* Trecho do texto
-=-=-=-=-

Alexandre do Nascimento

 

Recentemente, em entrevista para a rádio BBC Brasil (seção brasileira da BBC de Londres), a Ministra Matilde Ribeiro, quando perguntada pelo entrevistador “E no Brasil tem racismo também de negro contra branco, como nos Estados Unidos?”, deu a seguinte resposta: “Eu acho natural que tenha. Mas não é na mesma dimensão que nos Estados Unidos. Não é racismo quando um negro se insurge contra um branco. Racismo é quando uma maioria econômica, política ou numérica coíbe ou veta direitos de outros. A reação de um negro de não querer conviver com um branco, ou não gostar de um branco, eu acho uma reação natural, embora eu não esteja incitando isso. Não acho que seja uma coisa boa. Mas é natural que aconteça, porque quem foi açoitado a vida inteira não tem obrigação de gostar de quem o açoitou”.

-=-=-=-=-

* Trechos dos registros
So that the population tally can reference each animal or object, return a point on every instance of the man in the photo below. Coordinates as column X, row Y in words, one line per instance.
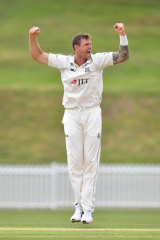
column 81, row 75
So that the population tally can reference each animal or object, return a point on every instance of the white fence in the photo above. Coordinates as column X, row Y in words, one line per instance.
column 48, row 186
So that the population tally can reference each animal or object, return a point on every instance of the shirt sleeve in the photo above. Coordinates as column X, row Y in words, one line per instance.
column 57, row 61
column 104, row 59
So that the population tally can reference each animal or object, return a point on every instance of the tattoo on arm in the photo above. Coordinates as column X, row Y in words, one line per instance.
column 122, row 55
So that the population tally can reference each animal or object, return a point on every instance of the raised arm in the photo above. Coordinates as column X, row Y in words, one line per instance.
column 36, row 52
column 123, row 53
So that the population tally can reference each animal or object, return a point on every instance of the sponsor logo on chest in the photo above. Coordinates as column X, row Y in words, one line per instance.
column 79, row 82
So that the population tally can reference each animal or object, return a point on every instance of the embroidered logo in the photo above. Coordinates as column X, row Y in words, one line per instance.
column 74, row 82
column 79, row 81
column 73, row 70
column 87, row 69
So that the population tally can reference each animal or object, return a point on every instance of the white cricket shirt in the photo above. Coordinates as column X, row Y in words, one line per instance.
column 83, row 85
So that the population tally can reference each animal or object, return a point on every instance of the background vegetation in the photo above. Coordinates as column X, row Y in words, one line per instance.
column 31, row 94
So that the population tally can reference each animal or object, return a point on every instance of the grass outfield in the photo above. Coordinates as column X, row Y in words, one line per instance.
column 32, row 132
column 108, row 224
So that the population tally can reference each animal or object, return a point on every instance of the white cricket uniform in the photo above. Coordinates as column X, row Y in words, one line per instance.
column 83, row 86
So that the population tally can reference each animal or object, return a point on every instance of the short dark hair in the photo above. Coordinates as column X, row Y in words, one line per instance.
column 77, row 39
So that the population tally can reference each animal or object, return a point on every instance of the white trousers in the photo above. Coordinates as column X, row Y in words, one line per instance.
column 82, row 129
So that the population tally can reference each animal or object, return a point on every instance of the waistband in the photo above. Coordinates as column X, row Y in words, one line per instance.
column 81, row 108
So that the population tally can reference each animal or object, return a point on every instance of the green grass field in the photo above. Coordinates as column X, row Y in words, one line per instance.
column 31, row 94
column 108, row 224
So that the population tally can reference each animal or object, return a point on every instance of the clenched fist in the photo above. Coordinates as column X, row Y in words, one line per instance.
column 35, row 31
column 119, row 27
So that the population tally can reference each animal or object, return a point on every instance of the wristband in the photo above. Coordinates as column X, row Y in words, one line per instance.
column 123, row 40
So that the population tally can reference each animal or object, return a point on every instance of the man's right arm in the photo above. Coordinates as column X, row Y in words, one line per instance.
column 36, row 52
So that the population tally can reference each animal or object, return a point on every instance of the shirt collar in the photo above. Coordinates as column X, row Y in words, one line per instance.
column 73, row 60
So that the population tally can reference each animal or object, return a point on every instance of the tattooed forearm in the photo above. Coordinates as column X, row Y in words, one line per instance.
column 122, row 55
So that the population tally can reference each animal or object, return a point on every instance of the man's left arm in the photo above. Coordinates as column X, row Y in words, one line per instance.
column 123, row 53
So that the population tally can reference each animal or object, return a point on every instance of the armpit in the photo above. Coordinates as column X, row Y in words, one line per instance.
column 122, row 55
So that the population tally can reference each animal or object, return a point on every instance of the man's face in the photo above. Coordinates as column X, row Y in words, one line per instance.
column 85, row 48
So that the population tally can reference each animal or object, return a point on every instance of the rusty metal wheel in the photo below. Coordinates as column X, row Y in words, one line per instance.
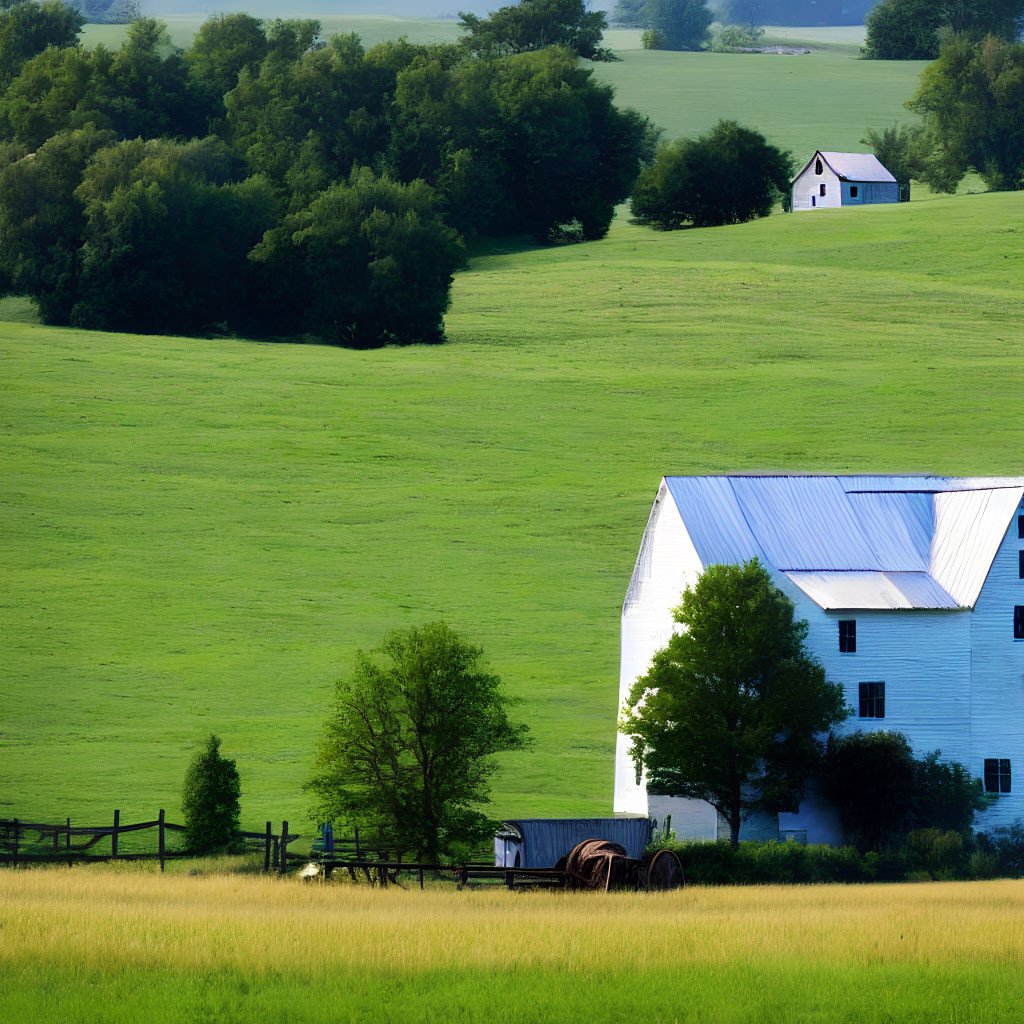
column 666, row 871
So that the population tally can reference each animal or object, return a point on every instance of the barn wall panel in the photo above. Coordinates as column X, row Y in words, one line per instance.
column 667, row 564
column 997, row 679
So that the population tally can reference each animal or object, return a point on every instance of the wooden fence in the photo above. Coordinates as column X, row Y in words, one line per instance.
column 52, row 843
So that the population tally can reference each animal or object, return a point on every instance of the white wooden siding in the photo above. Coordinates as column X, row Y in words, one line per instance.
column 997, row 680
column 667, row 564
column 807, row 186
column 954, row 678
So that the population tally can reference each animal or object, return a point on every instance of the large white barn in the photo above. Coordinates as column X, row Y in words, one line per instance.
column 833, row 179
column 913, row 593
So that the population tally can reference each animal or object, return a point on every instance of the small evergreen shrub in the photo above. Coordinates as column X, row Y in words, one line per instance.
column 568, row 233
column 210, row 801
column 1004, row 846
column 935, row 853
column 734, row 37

-=-=-=-=-

* O que se pede
No trecho sobre a entrevista da ministra, como Matilde Ribeiro define racismo?

* Resolução
Racismo é quando uma maioria econômica, política ou numérica coíbe ou veta direitos de outros.